··· TEXTE FOURNI ···

Toulouse, base arrière de la "French tech" aveyronnaise

Publié le
Aurélien Delbouis

Dans la galaxie des startups françaises, les représentants aveyronnais ne sont pas en reste. Soutien scolaire, e-commerce "communautaire", tchat… Nous avons rencontré trois belles réussites qui ont gagné la capitale régionale pour s’épanouir pleinement. Un choix de cœur et de raison pour ces jeunes pousses venues grossir la communauté des Aveyronnais de Toulouse, la deuxième en nombre après Paris.

Schoolmouv réinvente le soutien scolaire

Schoolmouv réinvente le soutien scolaire.

···

● ÉNONCÉ DONNÉ
Reproduisez à l'identique le passage de l'article sur les startups aveyronnaises qui commence par « Dans la galaxie » et se poursuit jusqu'à « le soutien scolaire. ».

··· MATÉRIEL FOURNI ···

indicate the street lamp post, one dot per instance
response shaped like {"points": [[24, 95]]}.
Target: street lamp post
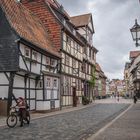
{"points": [[135, 31]]}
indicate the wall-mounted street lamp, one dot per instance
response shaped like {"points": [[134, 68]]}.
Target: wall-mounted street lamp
{"points": [[135, 31]]}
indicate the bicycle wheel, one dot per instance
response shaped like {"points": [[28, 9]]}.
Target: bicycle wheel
{"points": [[11, 120]]}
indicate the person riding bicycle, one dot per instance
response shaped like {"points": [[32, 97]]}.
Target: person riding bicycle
{"points": [[22, 110]]}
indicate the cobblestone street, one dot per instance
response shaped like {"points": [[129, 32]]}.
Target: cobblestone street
{"points": [[75, 125]]}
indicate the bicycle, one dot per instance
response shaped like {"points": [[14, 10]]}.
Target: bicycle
{"points": [[12, 119]]}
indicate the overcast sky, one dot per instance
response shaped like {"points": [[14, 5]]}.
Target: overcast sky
{"points": [[112, 20]]}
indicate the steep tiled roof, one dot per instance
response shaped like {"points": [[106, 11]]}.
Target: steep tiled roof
{"points": [[27, 25], [80, 20], [134, 54]]}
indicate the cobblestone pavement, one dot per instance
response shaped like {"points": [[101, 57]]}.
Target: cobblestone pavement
{"points": [[127, 127], [75, 125]]}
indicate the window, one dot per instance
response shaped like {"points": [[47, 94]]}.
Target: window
{"points": [[67, 60], [53, 62], [47, 60], [55, 83], [74, 63], [27, 52], [68, 40], [48, 83], [34, 55], [40, 84]]}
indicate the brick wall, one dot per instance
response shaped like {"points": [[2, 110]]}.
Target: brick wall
{"points": [[41, 9]]}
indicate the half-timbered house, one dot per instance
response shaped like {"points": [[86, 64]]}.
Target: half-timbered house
{"points": [[74, 42], [84, 25], [29, 62]]}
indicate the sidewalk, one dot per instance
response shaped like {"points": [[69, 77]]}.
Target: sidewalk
{"points": [[36, 115], [126, 127]]}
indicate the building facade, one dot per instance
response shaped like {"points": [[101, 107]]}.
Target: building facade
{"points": [[74, 42], [28, 60]]}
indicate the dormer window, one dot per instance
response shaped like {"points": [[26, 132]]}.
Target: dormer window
{"points": [[34, 55], [27, 52]]}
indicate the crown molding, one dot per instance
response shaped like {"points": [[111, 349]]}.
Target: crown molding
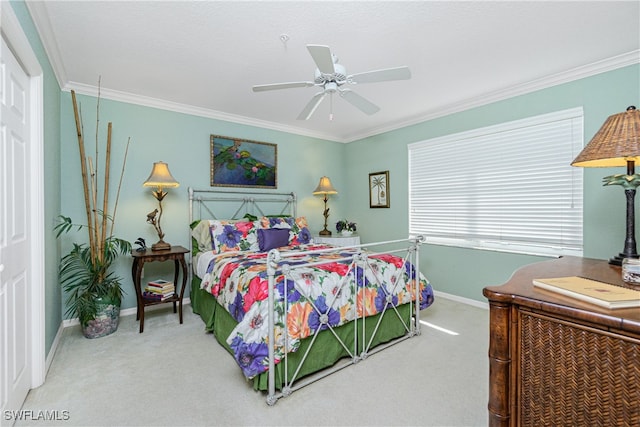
{"points": [[43, 26], [40, 18], [603, 66], [161, 104]]}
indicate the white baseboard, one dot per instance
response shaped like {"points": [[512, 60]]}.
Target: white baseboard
{"points": [[53, 349], [72, 322], [463, 300], [126, 312]]}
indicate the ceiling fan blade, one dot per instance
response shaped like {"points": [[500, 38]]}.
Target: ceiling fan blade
{"points": [[399, 73], [311, 106], [322, 57], [359, 102], [276, 86]]}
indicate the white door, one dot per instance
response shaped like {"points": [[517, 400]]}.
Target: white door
{"points": [[15, 314]]}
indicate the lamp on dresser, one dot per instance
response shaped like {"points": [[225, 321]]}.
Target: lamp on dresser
{"points": [[324, 188], [160, 178], [617, 143]]}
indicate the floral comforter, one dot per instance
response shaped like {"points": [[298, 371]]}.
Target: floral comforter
{"points": [[318, 297]]}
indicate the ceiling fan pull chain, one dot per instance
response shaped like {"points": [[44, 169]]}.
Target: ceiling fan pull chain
{"points": [[331, 107]]}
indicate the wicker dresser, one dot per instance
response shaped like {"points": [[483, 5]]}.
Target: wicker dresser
{"points": [[555, 361]]}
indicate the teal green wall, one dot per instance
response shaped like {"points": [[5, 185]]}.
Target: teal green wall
{"points": [[183, 141], [51, 132], [465, 272]]}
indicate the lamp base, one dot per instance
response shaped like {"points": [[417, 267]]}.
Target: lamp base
{"points": [[161, 246], [617, 260]]}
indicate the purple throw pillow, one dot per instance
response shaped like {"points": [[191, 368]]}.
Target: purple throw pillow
{"points": [[271, 238]]}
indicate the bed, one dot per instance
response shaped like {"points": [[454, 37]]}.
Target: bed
{"points": [[288, 310]]}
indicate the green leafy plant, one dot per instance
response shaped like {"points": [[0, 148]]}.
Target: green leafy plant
{"points": [[86, 278], [84, 272]]}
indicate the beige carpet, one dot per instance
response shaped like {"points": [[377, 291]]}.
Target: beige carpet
{"points": [[176, 375]]}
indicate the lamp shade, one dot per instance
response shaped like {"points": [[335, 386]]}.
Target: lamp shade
{"points": [[324, 187], [160, 177], [616, 143]]}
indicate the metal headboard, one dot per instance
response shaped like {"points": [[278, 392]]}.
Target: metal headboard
{"points": [[208, 202]]}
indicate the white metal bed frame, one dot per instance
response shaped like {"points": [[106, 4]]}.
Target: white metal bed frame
{"points": [[277, 265]]}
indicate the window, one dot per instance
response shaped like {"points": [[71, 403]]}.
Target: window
{"points": [[508, 187]]}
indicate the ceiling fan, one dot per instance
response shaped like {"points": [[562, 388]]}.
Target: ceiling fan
{"points": [[331, 76]]}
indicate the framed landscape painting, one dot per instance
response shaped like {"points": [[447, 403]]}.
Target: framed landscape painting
{"points": [[239, 162], [379, 190]]}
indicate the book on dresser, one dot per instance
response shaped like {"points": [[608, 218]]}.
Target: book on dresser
{"points": [[603, 294]]}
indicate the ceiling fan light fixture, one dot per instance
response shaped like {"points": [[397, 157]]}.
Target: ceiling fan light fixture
{"points": [[331, 76]]}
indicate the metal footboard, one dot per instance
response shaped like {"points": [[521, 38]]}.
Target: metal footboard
{"points": [[359, 264]]}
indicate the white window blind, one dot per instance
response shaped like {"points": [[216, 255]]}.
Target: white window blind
{"points": [[508, 187]]}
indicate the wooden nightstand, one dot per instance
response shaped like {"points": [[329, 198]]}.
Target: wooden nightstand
{"points": [[176, 253], [338, 240]]}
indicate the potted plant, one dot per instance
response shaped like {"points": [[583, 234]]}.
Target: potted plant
{"points": [[94, 292], [345, 227]]}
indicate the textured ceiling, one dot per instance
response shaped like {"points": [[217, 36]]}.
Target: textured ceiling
{"points": [[203, 57]]}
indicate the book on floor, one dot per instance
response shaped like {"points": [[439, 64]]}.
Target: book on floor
{"points": [[593, 291]]}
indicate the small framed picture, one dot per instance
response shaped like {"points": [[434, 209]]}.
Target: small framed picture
{"points": [[379, 190]]}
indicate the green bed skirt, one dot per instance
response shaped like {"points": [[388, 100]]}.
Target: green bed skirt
{"points": [[326, 350]]}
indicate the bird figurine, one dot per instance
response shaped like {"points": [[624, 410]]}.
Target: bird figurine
{"points": [[151, 216], [143, 245]]}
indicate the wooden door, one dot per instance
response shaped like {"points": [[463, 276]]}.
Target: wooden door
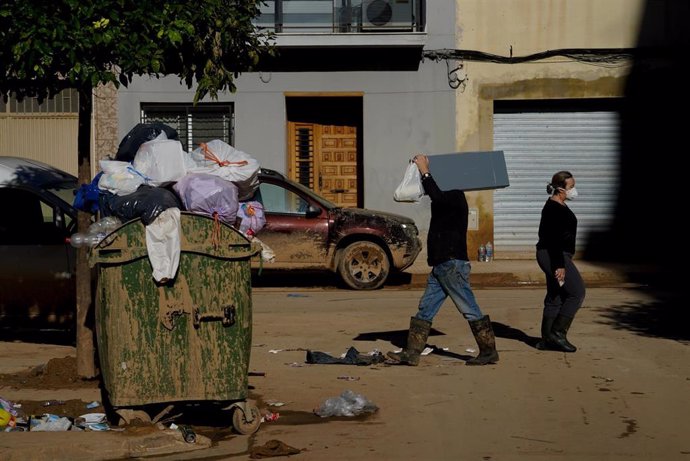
{"points": [[324, 158]]}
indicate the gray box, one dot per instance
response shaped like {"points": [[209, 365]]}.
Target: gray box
{"points": [[469, 170]]}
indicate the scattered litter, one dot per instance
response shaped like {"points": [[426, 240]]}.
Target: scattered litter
{"points": [[52, 403], [269, 417], [273, 403], [92, 422], [7, 420], [49, 423], [273, 448], [9, 406], [348, 403], [351, 357], [188, 434]]}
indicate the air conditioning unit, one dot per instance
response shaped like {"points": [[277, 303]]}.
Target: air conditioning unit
{"points": [[387, 15]]}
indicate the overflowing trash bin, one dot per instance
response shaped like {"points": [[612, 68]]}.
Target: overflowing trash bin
{"points": [[183, 339]]}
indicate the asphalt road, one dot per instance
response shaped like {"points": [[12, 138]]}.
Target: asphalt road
{"points": [[622, 396]]}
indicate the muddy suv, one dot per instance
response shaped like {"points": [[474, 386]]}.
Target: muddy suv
{"points": [[306, 231]]}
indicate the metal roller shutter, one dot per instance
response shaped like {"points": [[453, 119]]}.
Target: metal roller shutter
{"points": [[537, 145]]}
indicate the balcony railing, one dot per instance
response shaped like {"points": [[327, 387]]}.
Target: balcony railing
{"points": [[343, 16]]}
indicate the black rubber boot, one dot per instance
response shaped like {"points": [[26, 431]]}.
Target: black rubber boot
{"points": [[546, 334], [484, 335], [560, 330], [416, 340]]}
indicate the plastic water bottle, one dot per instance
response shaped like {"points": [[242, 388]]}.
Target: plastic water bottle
{"points": [[489, 252]]}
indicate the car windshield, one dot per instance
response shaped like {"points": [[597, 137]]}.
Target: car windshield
{"points": [[324, 202], [64, 191]]}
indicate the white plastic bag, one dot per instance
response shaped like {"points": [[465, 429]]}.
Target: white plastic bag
{"points": [[410, 188], [163, 244], [221, 159], [161, 160], [120, 178]]}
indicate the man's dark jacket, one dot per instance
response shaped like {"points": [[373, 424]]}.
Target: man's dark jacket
{"points": [[447, 237]]}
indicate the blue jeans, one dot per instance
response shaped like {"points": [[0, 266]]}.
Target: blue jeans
{"points": [[450, 278]]}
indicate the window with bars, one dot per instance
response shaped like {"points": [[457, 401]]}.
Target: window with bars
{"points": [[194, 124], [304, 156], [65, 102]]}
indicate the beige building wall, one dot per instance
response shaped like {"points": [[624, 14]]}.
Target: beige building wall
{"points": [[525, 27], [105, 130]]}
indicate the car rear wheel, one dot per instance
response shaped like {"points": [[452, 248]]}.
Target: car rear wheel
{"points": [[364, 265]]}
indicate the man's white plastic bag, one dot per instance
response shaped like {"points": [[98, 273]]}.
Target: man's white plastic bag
{"points": [[410, 188], [163, 244]]}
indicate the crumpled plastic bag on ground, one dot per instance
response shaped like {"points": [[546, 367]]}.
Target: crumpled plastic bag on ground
{"points": [[349, 403], [163, 244], [352, 357], [50, 423], [273, 448]]}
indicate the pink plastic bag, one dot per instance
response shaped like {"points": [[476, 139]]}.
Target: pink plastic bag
{"points": [[252, 215], [210, 195]]}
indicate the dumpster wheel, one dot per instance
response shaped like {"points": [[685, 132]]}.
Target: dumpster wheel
{"points": [[246, 418], [127, 416]]}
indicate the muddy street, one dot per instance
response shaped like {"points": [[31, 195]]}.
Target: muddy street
{"points": [[621, 396]]}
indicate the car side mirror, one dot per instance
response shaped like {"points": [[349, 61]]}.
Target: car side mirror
{"points": [[313, 211]]}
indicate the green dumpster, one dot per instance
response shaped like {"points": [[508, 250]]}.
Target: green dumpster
{"points": [[185, 340]]}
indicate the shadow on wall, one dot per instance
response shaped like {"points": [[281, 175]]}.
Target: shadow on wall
{"points": [[653, 184]]}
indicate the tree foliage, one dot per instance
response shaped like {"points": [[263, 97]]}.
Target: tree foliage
{"points": [[47, 45]]}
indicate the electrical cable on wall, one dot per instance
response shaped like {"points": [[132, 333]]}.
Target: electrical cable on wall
{"points": [[596, 56]]}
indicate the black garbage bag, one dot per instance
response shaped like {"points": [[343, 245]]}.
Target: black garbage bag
{"points": [[141, 133], [146, 203], [352, 357]]}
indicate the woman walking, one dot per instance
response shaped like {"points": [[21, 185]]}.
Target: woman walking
{"points": [[565, 289]]}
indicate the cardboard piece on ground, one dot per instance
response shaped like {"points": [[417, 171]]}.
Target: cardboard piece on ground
{"points": [[470, 170]]}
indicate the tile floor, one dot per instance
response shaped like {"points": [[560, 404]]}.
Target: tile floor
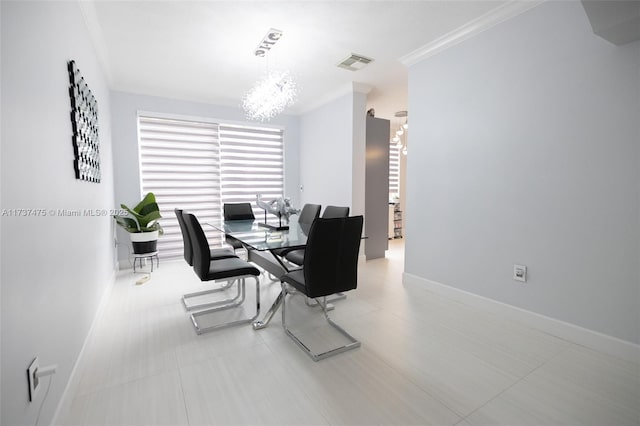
{"points": [[424, 360]]}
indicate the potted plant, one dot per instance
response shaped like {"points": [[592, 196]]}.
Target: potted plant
{"points": [[142, 224]]}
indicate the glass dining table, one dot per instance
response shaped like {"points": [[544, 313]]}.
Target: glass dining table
{"points": [[262, 243]]}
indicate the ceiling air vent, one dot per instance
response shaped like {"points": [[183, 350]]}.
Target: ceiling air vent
{"points": [[354, 62]]}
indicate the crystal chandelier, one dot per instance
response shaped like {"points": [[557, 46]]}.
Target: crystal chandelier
{"points": [[274, 92], [270, 96]]}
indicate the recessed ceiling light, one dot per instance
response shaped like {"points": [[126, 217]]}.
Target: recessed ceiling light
{"points": [[354, 62]]}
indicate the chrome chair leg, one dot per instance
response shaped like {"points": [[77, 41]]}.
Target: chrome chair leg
{"points": [[225, 286], [353, 342], [200, 329]]}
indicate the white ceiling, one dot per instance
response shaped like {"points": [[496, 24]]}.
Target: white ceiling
{"points": [[203, 50]]}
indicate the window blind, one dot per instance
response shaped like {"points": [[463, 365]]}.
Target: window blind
{"points": [[179, 163], [251, 163]]}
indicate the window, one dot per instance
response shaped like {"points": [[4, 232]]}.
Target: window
{"points": [[197, 165], [252, 163]]}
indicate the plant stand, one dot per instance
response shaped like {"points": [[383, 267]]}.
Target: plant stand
{"points": [[150, 256]]}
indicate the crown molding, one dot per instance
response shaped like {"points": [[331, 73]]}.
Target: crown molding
{"points": [[500, 14]]}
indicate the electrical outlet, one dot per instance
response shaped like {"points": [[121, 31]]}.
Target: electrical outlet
{"points": [[33, 379], [520, 273]]}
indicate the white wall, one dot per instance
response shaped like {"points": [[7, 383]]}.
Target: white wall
{"points": [[525, 149], [125, 107], [55, 269], [332, 153]]}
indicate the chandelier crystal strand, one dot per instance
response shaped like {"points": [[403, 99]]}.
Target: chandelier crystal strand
{"points": [[270, 96]]}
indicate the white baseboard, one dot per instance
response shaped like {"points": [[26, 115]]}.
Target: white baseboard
{"points": [[610, 345], [64, 406]]}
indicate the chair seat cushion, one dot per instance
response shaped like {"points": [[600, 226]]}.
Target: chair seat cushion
{"points": [[295, 279], [221, 253], [230, 267], [295, 256]]}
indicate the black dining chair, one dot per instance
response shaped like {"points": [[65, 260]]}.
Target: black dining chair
{"points": [[335, 211], [237, 211], [214, 253], [296, 256], [232, 269], [330, 266], [307, 215]]}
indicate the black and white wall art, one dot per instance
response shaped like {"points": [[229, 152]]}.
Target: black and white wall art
{"points": [[84, 119]]}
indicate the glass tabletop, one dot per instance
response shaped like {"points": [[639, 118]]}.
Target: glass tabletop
{"points": [[258, 237]]}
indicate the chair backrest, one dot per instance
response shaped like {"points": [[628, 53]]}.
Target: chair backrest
{"points": [[335, 211], [188, 251], [238, 211], [331, 255], [309, 213], [199, 244]]}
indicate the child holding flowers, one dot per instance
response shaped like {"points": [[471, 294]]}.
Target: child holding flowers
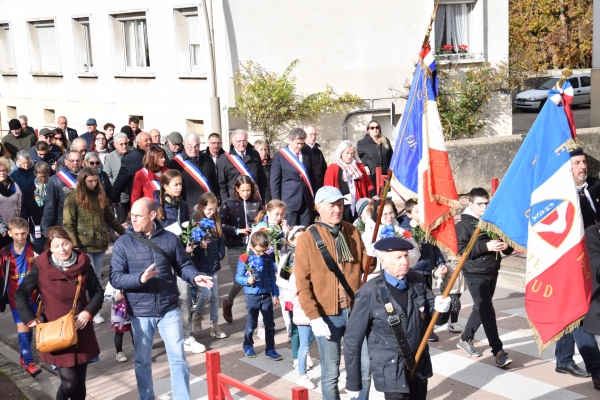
{"points": [[255, 272], [208, 262]]}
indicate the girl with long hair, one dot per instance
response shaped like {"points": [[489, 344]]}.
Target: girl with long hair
{"points": [[85, 215], [237, 214], [207, 259]]}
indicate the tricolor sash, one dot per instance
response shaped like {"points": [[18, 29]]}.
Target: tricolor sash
{"points": [[67, 179], [194, 172], [153, 182], [292, 159]]}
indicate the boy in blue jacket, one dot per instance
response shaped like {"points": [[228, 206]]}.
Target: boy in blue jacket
{"points": [[256, 273]]}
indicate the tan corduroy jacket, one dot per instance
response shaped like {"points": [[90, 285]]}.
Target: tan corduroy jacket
{"points": [[317, 286]]}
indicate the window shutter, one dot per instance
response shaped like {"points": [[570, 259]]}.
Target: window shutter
{"points": [[48, 48], [193, 29]]}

···

● RÉSULTAT DE L'EXERCICE
Dans la galaxie des startups françaises, les représentants aveyronnais ne sont pas en reste. Soutien scolaire, e-commerce "communautaire", tchat… Nous avons rencontré trois belles réussites qui ont gagné la capitale régionale pour s’épanouir pleinement. Un choix de cœur et de raison pour ces jeunes pousses venues grossir la communauté des Aveyronnais de Toulouse, la deuxième en nombre après Paris.

Schoolmouv réinvente le soutien scolaire

Schoolmouv réinvente le soutien scolaire.